▶ [GIVEN PASSAGE]
Closed 1057939502 closed 7 months ago
Thank you for your interest in our work. Existing open-source large VLMs are primarily composed of publicly available modules (e.g., CLIP and Vicuna). These facts increase the chance that the surrogate model used by black-box adversaries shares mutual information with the victim model, essentially making the victim model vulnerable to adversarial transferability.
Back to your question, the visual encoder of BLIP, is also a pre-trained CLIP encoder (see page-4 in paper). Nevertheless, even if the visual encoder contains CLIP, the CLIP module only occupies a small portion of the large VLMs (e.g., a CLIP encoder has ~300M parameters and a LLM like Vicuna may have ~13B parameters), where the main model capacity is involved in LLMs that are unseen to our transfer-based attackers, and it is non-trivial to fool large VLMs to return targeted responses solely based on adversarial transferability.
We used the pretrained CLIP. Based on our experience, if you use the entirely different visual encoder (e.g., another type of CLIP, or adversarially trained CLIP), it could degrade the ASR, but there are still successful cases of crafting the adv samples.

▶ [EXTRACTED ENTRIES]
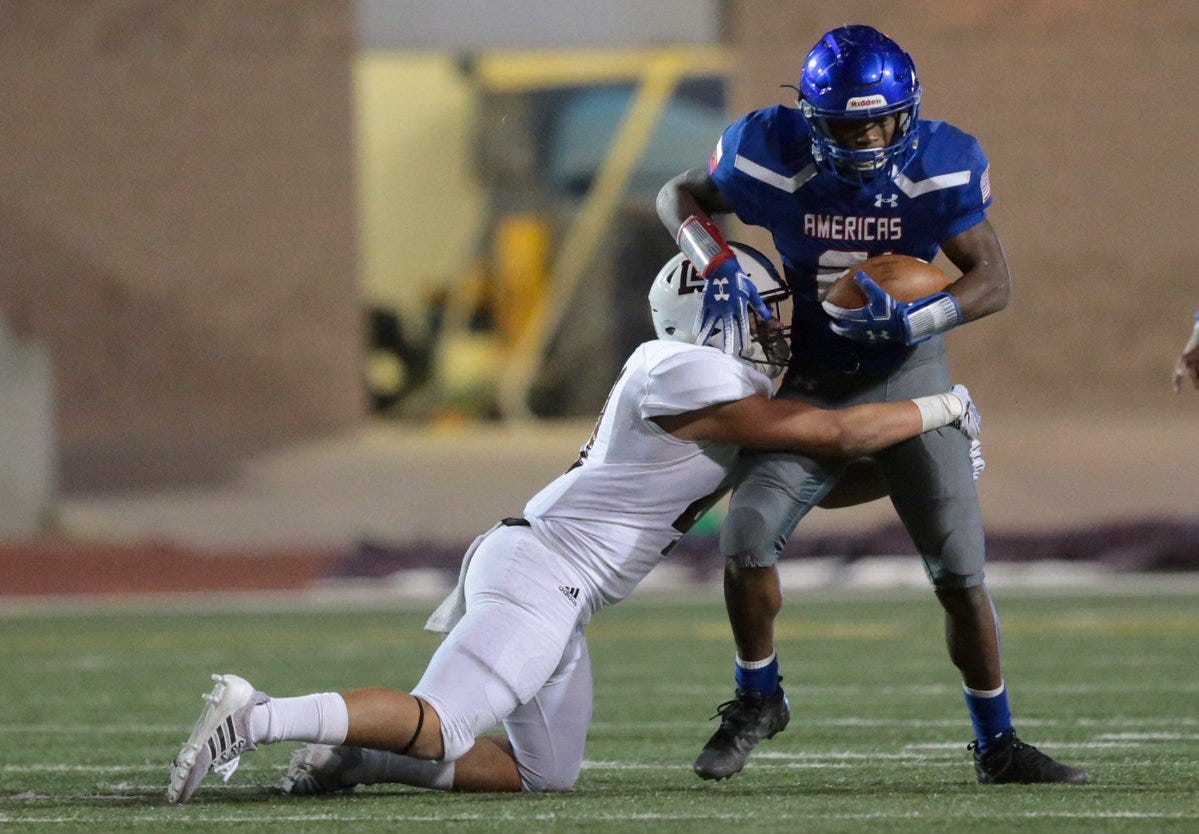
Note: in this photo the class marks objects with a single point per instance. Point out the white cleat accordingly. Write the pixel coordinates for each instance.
(221, 736)
(321, 768)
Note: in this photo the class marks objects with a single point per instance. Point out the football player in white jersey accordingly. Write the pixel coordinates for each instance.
(1187, 364)
(514, 652)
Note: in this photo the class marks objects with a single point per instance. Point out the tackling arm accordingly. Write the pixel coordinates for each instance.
(788, 425)
(685, 205)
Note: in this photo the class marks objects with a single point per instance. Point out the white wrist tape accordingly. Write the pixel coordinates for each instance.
(939, 410)
(702, 241)
(938, 316)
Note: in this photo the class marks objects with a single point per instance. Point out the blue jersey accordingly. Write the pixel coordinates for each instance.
(763, 165)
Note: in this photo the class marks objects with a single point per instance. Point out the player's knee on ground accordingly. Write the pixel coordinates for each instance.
(549, 781)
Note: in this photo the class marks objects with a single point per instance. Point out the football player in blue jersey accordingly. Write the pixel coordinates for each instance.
(849, 173)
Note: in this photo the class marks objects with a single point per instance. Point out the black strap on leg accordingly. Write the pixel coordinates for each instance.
(420, 723)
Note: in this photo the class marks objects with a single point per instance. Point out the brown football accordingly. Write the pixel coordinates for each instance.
(905, 278)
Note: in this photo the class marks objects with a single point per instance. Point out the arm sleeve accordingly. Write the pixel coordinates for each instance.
(696, 379)
(736, 187)
(972, 201)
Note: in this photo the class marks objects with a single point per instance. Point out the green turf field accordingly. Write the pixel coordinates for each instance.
(96, 703)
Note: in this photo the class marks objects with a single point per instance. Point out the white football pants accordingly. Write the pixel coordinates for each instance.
(519, 657)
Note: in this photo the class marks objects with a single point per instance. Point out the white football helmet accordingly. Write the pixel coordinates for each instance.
(678, 292)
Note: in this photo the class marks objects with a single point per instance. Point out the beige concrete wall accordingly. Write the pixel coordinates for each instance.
(1088, 113)
(176, 225)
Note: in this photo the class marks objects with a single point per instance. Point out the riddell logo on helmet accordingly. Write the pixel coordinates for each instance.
(865, 103)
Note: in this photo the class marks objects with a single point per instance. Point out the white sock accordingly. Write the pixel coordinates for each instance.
(321, 718)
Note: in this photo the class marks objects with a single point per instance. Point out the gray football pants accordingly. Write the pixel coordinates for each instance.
(931, 477)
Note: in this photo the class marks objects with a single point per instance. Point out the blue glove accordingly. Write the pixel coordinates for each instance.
(886, 319)
(728, 297)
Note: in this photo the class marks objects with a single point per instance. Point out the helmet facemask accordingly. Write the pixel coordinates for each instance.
(857, 73)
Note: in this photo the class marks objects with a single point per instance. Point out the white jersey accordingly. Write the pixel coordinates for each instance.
(637, 488)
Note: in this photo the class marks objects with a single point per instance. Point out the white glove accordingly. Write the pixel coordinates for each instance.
(976, 457)
(970, 422)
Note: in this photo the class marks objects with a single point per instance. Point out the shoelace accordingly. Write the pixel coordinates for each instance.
(739, 715)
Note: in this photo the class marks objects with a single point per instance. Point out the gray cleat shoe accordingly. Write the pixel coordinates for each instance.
(745, 721)
(321, 768)
(1012, 761)
(221, 736)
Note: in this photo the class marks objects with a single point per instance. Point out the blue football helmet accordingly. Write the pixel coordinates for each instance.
(860, 73)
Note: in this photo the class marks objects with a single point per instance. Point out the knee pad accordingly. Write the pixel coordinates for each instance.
(746, 542)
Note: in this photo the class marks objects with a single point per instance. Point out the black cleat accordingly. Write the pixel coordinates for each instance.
(745, 721)
(1012, 761)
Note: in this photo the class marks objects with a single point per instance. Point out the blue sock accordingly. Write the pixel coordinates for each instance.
(990, 714)
(758, 676)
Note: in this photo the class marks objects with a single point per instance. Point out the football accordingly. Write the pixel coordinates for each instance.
(903, 277)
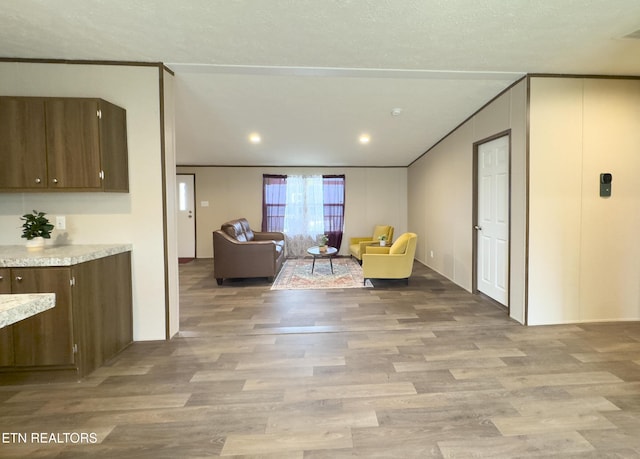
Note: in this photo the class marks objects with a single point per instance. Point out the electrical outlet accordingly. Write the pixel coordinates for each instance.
(61, 222)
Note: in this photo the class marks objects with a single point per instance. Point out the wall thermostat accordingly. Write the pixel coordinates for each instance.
(605, 184)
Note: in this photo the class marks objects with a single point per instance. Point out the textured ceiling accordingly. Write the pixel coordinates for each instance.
(312, 75)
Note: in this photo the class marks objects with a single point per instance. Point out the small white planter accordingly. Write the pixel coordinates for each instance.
(37, 243)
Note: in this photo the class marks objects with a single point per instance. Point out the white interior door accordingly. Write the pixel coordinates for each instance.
(492, 228)
(185, 184)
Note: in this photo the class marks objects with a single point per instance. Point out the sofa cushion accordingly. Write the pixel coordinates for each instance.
(400, 246)
(246, 229)
(239, 230)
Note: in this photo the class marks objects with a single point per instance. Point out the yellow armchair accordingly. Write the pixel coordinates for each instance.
(358, 245)
(395, 262)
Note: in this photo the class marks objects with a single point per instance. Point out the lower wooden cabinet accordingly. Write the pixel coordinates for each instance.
(90, 323)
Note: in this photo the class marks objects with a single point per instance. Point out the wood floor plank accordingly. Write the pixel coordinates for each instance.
(274, 443)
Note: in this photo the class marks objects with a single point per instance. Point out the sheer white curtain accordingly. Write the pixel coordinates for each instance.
(304, 213)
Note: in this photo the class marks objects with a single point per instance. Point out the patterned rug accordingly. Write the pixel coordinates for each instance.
(296, 275)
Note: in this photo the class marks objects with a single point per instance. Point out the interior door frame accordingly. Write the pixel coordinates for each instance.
(474, 220)
(195, 218)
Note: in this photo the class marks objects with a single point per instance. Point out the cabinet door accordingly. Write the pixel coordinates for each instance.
(23, 160)
(113, 147)
(73, 143)
(46, 338)
(6, 333)
(102, 309)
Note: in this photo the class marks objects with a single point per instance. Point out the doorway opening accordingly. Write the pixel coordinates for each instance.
(186, 218)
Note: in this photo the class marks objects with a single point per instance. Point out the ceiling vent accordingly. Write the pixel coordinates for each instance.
(635, 35)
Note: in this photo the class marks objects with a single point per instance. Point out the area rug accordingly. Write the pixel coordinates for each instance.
(296, 274)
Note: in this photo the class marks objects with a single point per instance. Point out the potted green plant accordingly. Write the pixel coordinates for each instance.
(35, 229)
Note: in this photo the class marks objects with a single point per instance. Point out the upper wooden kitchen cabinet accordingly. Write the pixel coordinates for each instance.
(69, 144)
(23, 161)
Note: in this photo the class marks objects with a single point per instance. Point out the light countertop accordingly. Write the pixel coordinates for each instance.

▶ [TO DO] Output the passage from the reply on adversarial attacks against large VLMs without changes, beginning with "We used the" and stopping after "the adv samples.".

▶ [RESPONSE AREA]
We used the pretrained CLIP. Based on our experience, if you use the entirely different visual encoder (e.g., another type of CLIP, or adversarially trained CLIP), it could degrade the ASR, but there are still successful cases of crafting the adv samples.